**Short exercise:** Do not copy the pictures; transcribe all other material exactly.

::::

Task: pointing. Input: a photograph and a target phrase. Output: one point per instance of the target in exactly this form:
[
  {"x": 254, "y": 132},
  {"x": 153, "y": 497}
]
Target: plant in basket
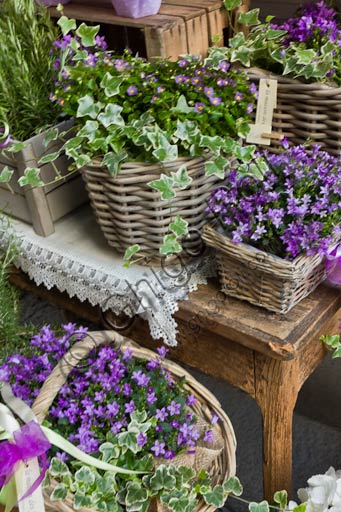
[
  {"x": 151, "y": 138},
  {"x": 127, "y": 427},
  {"x": 273, "y": 234},
  {"x": 303, "y": 55}
]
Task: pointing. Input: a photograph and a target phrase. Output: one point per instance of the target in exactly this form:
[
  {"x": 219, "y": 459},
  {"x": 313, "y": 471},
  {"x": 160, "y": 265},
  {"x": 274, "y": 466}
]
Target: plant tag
[
  {"x": 267, "y": 102},
  {"x": 24, "y": 478}
]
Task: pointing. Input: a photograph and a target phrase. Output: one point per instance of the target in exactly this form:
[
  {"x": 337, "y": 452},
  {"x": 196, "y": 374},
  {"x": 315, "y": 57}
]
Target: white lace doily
[{"x": 77, "y": 260}]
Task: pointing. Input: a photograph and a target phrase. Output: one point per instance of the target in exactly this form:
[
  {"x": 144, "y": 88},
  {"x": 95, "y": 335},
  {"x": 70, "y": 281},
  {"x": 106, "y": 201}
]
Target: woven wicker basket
[
  {"x": 131, "y": 212},
  {"x": 218, "y": 459},
  {"x": 305, "y": 111},
  {"x": 261, "y": 278}
]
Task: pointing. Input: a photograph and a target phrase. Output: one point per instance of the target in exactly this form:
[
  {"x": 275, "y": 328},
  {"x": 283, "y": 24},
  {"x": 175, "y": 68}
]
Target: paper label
[
  {"x": 24, "y": 478},
  {"x": 267, "y": 102}
]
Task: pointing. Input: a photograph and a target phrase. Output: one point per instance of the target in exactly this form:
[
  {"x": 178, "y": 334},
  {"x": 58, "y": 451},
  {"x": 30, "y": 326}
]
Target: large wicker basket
[
  {"x": 261, "y": 278},
  {"x": 305, "y": 111},
  {"x": 130, "y": 212},
  {"x": 221, "y": 463}
]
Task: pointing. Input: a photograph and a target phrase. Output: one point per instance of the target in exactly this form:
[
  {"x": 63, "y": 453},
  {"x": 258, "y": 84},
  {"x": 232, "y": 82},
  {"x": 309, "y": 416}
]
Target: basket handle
[{"x": 67, "y": 363}]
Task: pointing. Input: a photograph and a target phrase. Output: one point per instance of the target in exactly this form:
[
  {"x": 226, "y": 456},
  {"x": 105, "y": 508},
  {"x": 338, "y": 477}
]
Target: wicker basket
[
  {"x": 261, "y": 278},
  {"x": 305, "y": 111},
  {"x": 218, "y": 460},
  {"x": 130, "y": 212}
]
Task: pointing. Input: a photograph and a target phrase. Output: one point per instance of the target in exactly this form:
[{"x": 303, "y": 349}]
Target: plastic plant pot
[{"x": 136, "y": 8}]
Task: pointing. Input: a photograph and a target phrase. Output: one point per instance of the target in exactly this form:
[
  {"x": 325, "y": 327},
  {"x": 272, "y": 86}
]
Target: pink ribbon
[
  {"x": 29, "y": 442},
  {"x": 333, "y": 265}
]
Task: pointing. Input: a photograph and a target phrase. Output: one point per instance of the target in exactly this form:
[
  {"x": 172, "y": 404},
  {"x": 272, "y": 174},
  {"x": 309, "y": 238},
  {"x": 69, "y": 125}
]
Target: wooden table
[{"x": 267, "y": 355}]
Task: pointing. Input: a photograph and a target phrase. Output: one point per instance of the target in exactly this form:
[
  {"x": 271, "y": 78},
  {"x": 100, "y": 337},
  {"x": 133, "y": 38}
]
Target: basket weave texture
[
  {"x": 217, "y": 458},
  {"x": 263, "y": 279},
  {"x": 130, "y": 212},
  {"x": 305, "y": 111}
]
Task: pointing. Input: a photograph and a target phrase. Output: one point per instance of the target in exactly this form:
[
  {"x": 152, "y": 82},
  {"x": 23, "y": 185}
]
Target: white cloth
[{"x": 76, "y": 259}]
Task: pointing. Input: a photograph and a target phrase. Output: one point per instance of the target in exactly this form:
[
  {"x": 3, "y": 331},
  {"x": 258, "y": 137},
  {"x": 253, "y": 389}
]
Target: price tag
[{"x": 24, "y": 478}]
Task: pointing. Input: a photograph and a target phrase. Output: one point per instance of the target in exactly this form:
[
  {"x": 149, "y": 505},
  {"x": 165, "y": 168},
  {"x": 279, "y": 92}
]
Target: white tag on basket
[
  {"x": 27, "y": 474},
  {"x": 261, "y": 131}
]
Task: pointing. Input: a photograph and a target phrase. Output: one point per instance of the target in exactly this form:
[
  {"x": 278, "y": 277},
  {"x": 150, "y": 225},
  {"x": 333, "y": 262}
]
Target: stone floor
[{"x": 317, "y": 419}]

::::

**Result of the task:**
Task: pointing. Input: a photograph and a target phrase. Output: one point per instance of the target in exactly this form:
[
  {"x": 254, "y": 132},
  {"x": 153, "y": 497}
]
Target: plant in basket
[
  {"x": 151, "y": 138},
  {"x": 127, "y": 427},
  {"x": 273, "y": 234},
  {"x": 303, "y": 55}
]
Task: pointing. Input: a photograph and a target phrase. Output: one point per instance of the target in exactly this form:
[
  {"x": 219, "y": 459},
  {"x": 313, "y": 471},
  {"x": 160, "y": 265},
  {"x": 274, "y": 466}
]
Target: plant tag
[
  {"x": 267, "y": 102},
  {"x": 24, "y": 478}
]
Task: pointing. Input: a photograph and a target phrase. Output: one point per instance of the target in exactly this form:
[
  {"x": 337, "y": 452},
  {"x": 196, "y": 374},
  {"x": 315, "y": 57}
]
Target: white lace doily
[{"x": 77, "y": 260}]
Task: pointing. Input: a photograph and a target phrase. Output: one point per instance of the target in exactly this form:
[
  {"x": 144, "y": 88},
  {"x": 95, "y": 335},
  {"x": 70, "y": 281},
  {"x": 106, "y": 201}
]
Target: woven wicker basket
[
  {"x": 131, "y": 212},
  {"x": 218, "y": 459},
  {"x": 305, "y": 111},
  {"x": 261, "y": 278}
]
Task: pointing. Input: a photograph and a target phrase. Output: one point per instance of the target in exactly this form:
[
  {"x": 275, "y": 328},
  {"x": 283, "y": 24},
  {"x": 175, "y": 68}
]
Target: paper label
[
  {"x": 24, "y": 478},
  {"x": 267, "y": 102}
]
Task: pointing. Input: a photograph and a target phrase. Output: one point per instance of the target in exactly this form:
[
  {"x": 178, "y": 334},
  {"x": 58, "y": 451},
  {"x": 30, "y": 326}
]
Target: large wicker basket
[
  {"x": 261, "y": 278},
  {"x": 305, "y": 111},
  {"x": 130, "y": 212},
  {"x": 221, "y": 463}
]
Task: pointing. Input: a photograph and a target phrase. Output: one point per instance of the target in exactly this form:
[
  {"x": 63, "y": 453},
  {"x": 258, "y": 84},
  {"x": 232, "y": 82},
  {"x": 309, "y": 416}
]
Target: basket handle
[{"x": 67, "y": 363}]
Task: pointing. Input: a photograph and a target phrase. Output: one point per instance of the target in exactly this form:
[
  {"x": 226, "y": 456},
  {"x": 105, "y": 508},
  {"x": 338, "y": 477}
]
Target: wicker basket
[
  {"x": 261, "y": 278},
  {"x": 305, "y": 111},
  {"x": 218, "y": 460},
  {"x": 130, "y": 212}
]
Task: pointing. Input: a photograph and a target phrase. Output: one point per instance of the target in exactly this form:
[{"x": 303, "y": 349}]
Target: plastic plant pot
[{"x": 136, "y": 8}]
Task: pointing. Input: a photograph and a target phrase. Output: one point per instance of the target in exactly this form:
[
  {"x": 325, "y": 327},
  {"x": 272, "y": 86}
]
Target: pink ribbon
[
  {"x": 29, "y": 442},
  {"x": 333, "y": 265}
]
Task: pointing. Input: a photograph and a target phrase. Output: one point per instance of the target in exactly this form:
[
  {"x": 172, "y": 404},
  {"x": 272, "y": 174},
  {"x": 309, "y": 238},
  {"x": 69, "y": 125}
]
Target: wooden table
[{"x": 267, "y": 355}]
Task: pointing. Input: a photograph and a target phrase. Output: one point per instance of the target in exactly this form:
[
  {"x": 271, "y": 78},
  {"x": 100, "y": 337},
  {"x": 133, "y": 38}
]
Target: basket weave texture
[
  {"x": 217, "y": 458},
  {"x": 263, "y": 279},
  {"x": 130, "y": 212},
  {"x": 305, "y": 111}
]
Task: pointing. Input: a photograph and a target phrase. Output: one point per instance of the target in exactly this form:
[
  {"x": 152, "y": 82},
  {"x": 23, "y": 185}
]
Target: white cloth
[{"x": 76, "y": 259}]
Task: pointing. Input: a photograph and a target phrase. Output: one point per instance of the target in exactly this form:
[
  {"x": 3, "y": 331},
  {"x": 258, "y": 137},
  {"x": 253, "y": 389}
]
Target: price tag
[{"x": 24, "y": 478}]
Task: pointing. Input: a photograph and a target phrase. Output: one point per instance of the target in exactly this form:
[
  {"x": 149, "y": 505},
  {"x": 165, "y": 168},
  {"x": 279, "y": 92}
]
Target: white tag on basket
[
  {"x": 27, "y": 474},
  {"x": 261, "y": 131}
]
Task: pointing. Input: a photograph and a target phrase. Output: one point per instance of the target in exactly this form:
[
  {"x": 278, "y": 277},
  {"x": 150, "y": 225},
  {"x": 333, "y": 262}
]
Target: stone floor
[{"x": 317, "y": 419}]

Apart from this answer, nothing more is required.